# Guido J. Braem : Darwin ( new eBook )



## Lars Pedersen (Aug 9, 2012)

Hi

Guido' s "Darwin" is released in an english edition, as eBook.

http://www.facebook.com/DarwinThePowerOfObservationAndReflection

It is highly recomendable, to anyone with an interest in natural history.



Lars


----------



## SlipperFan (Aug 9, 2012)

Excellent. Now if he would just publish his Phrag book!


----------



## JeanLux (Aug 9, 2012)

Hopefully with better orthography than the written edition  !!!! Jean


----------



## newbud (Aug 10, 2012)

Unfortunately not on U.S. Amazon site.


----------



## Lars Pedersen (Aug 10, 2012)

Yes it is:

http://www.amazon.com/Darwin-ebook/...8&qid=1344635114&sr=8-1&keywords=Darwin+Braem


Lars


----------



## newbud (Aug 10, 2012)

I stand corrected.


----------



## Lars Pedersen (Aug 11, 2012)

I know, because I told where to sell it 

I also just put another book an the market (englis version will come shortly):

http://www.facebook.com/pages/Leyendas-del-Amazonas/251780861592187?ref=stream

Lars


----------



## Braem (Nov 24, 2012)

SlipperFan said:


> Excellent. Now if he would just publish his Phrag book!



He is working on it.


----------



## Braem (Nov 24, 2012)

JeanLux said:


> Hopefully with better orthography than the written edition  !!!! Jean



Which edition do you refer to ? (Please also let me know via e-mail - ([email protected]) - There will be a updated French edition as ebook shortly.


----------



## Braem (Nov 24, 2012)

Braem said:


> He is working on it.



But next is the second edition of Braem & Chiron - Paphiopedilum (as English eBook) ---- if we get enough in situ, habitat, etc. and close-up pictures. Suggestions etc. for improvement and correction can still be sent - but please via e-mail:
[email protected]


----------



## JeanLux (Nov 24, 2012)

Braem said:


> Which edition do you refer to ? (Please also let me know via e-mail - ([email protected]) - There will be a updated French edition as ebook shortly.



e-mail sent! Jean


----------

_ _ _ _

**AIM OF THE TASK:** Copy the stretch of the Darwin eBook thread from "http://www.facebook.com/DarwinThePowerOfObservationAndReflection" through "SlipperFan (Aug 9, 2012)", renaming "natural history" as "botany". Rely only on the thread when completing the work.

[Raw records]
_ _ _ _

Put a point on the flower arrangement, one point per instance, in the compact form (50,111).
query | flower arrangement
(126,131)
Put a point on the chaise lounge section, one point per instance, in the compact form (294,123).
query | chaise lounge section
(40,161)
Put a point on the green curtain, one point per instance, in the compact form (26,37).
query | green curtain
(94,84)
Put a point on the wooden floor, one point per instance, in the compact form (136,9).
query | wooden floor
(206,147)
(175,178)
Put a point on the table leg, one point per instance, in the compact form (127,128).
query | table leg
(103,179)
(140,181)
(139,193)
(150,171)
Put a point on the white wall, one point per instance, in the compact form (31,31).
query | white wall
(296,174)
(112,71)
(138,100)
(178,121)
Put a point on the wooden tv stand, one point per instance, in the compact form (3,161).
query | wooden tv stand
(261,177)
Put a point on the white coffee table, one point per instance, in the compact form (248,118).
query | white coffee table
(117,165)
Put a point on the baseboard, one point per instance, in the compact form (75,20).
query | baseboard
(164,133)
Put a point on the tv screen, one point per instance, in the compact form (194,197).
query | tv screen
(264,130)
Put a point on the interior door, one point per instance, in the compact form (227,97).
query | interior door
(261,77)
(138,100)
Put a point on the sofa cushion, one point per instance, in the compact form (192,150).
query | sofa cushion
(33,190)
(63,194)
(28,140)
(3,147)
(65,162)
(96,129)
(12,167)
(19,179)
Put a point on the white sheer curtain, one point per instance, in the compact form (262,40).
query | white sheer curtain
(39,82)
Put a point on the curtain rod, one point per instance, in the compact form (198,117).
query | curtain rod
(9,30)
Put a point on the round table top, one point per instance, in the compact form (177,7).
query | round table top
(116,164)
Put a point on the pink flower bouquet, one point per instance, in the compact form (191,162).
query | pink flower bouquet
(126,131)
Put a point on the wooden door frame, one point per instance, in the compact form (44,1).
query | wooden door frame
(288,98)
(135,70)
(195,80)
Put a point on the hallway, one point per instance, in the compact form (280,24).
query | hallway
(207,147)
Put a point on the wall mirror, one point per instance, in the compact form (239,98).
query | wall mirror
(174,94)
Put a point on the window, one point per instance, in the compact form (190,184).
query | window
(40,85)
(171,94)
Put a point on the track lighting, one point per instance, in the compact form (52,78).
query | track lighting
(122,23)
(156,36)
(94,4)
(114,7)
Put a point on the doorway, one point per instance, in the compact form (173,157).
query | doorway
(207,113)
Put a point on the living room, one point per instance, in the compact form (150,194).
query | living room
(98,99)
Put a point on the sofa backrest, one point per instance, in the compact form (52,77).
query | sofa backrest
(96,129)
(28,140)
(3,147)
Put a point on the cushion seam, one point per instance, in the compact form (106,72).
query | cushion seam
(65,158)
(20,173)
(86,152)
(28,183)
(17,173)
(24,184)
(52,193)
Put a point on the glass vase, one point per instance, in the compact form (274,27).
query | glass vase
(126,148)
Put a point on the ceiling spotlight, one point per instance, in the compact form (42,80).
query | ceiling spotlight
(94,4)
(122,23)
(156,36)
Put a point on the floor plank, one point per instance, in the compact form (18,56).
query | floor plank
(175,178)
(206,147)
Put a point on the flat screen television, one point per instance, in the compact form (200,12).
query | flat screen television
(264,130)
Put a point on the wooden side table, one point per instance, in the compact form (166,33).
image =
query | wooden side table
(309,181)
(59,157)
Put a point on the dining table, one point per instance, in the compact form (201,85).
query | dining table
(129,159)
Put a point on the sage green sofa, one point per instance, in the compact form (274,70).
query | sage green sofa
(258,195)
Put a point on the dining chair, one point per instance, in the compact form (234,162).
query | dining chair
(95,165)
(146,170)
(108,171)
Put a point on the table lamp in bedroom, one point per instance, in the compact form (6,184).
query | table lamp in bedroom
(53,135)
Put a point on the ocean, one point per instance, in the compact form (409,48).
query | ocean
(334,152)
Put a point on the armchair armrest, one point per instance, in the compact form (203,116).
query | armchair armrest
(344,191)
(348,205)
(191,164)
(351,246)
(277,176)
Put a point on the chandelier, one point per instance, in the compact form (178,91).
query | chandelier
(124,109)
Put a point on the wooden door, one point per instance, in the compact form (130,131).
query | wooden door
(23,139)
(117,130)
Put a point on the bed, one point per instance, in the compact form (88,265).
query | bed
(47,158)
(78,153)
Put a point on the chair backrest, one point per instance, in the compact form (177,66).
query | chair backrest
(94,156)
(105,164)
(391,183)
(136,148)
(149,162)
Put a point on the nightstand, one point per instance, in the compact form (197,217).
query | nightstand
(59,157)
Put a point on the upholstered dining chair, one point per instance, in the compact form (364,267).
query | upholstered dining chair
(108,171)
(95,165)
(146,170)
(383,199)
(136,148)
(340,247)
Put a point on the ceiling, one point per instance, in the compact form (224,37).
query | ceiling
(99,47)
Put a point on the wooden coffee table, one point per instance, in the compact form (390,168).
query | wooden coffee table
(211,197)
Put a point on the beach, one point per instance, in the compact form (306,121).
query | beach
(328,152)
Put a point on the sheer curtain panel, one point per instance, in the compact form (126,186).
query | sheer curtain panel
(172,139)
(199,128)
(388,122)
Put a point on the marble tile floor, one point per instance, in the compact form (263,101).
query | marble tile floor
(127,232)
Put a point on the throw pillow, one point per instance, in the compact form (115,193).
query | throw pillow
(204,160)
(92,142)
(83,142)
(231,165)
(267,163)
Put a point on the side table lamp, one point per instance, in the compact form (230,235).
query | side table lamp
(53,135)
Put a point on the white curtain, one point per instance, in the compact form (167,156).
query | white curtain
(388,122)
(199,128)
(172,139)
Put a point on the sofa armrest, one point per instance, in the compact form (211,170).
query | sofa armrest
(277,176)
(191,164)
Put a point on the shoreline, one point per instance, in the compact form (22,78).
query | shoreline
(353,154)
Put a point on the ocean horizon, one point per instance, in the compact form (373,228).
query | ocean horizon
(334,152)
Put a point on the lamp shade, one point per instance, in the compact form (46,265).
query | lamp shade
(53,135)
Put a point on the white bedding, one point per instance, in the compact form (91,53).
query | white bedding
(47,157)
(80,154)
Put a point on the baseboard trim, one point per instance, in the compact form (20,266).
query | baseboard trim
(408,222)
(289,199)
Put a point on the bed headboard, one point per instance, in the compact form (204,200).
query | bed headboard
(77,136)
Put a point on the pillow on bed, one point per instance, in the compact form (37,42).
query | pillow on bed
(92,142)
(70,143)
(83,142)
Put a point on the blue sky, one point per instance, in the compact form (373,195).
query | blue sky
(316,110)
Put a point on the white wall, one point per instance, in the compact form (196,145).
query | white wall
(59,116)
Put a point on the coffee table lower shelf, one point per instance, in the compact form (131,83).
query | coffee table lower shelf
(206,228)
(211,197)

_ _ _ _

**SOLUTION TO THE EXERCISE:**
http://www.facebook.com/DarwinThePowerOfObservationAndReflection

It is highly recomendable, to anyone with an interest in botany.



Lars


----------



## SlipperFan (Aug 9, 2012)